**EXERCISE INSTRUCTIONS**.
Write out the complete material exactly as it stands.

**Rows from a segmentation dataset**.
========
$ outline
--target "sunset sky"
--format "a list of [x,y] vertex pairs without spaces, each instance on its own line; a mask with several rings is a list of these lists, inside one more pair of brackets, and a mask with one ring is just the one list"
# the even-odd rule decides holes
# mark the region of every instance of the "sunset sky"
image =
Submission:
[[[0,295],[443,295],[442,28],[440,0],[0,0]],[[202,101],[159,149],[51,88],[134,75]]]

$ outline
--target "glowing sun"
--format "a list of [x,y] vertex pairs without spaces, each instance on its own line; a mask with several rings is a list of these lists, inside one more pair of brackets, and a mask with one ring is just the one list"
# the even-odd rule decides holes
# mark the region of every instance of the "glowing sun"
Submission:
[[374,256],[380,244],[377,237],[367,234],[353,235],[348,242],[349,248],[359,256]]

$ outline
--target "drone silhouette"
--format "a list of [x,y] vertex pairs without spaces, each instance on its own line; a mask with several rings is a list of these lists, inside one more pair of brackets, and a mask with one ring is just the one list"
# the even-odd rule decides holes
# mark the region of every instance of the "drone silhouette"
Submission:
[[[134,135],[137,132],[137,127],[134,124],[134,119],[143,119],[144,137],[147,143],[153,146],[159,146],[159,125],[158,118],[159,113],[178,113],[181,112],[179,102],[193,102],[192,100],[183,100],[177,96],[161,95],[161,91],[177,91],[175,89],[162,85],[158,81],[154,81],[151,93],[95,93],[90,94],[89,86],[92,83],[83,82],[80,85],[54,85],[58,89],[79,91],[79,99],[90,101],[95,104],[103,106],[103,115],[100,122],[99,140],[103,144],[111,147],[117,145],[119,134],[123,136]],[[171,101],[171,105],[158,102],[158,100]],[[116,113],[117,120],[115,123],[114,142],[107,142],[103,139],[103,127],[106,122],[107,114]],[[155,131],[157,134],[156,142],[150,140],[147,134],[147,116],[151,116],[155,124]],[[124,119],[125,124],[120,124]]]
========
**OUTPUT FOR THIS TASK**.
$ outline
--target "sunset sky"
--format "a list of [x,y] vertex pairs without spaces, each instance on its own line; a mask with several rings is a list of these lists, inside one more pair of brackets, and a mask with one ring is just the one list"
# the even-odd rule decides holes
# mark the region of every instance of the "sunset sky"
image =
Submission:
[[[0,295],[443,295],[442,28],[440,0],[0,0]],[[202,101],[159,149],[51,88],[134,75]]]

$ outline
--target "glowing sun"
--format "a list of [x,y] vertex pairs without spaces, each instance on its own line; a mask with several rings is a list of these lists, inside one more pair of brackets, and a mask with one ring is just the one list"
# the even-odd rule decides holes
# mark the region of every instance of the "glowing sun"
Submission:
[[374,256],[380,244],[377,237],[367,234],[353,235],[348,242],[349,248],[359,256]]

$ outline
--target "drone silhouette"
--format "a list of [x,y] vertex pairs without spaces, each instance on its own line; a mask with several rings is a list of these lists, inside one more pair of brackets, and a mask with one ring is just the one list"
# the even-odd rule decides holes
# mark the region of every instance of the "drone silhouette"
Submission:
[[[134,135],[137,132],[137,127],[134,124],[134,119],[143,119],[144,137],[147,143],[153,146],[159,146],[159,125],[158,118],[159,113],[178,113],[181,112],[179,102],[193,102],[192,100],[183,100],[177,96],[161,95],[161,91],[177,91],[175,89],[162,85],[158,81],[154,81],[151,93],[95,93],[90,94],[89,86],[92,83],[83,82],[80,85],[54,85],[58,89],[79,91],[79,99],[90,101],[95,104],[103,106],[103,115],[100,122],[99,140],[103,144],[111,147],[117,145],[119,134],[123,136]],[[171,101],[171,105],[158,102],[158,100]],[[116,113],[117,120],[115,123],[114,142],[107,142],[103,139],[103,127],[106,122],[107,114]],[[155,131],[157,134],[156,142],[150,140],[147,134],[147,116],[151,116],[155,124]],[[124,119],[125,124],[120,124]]]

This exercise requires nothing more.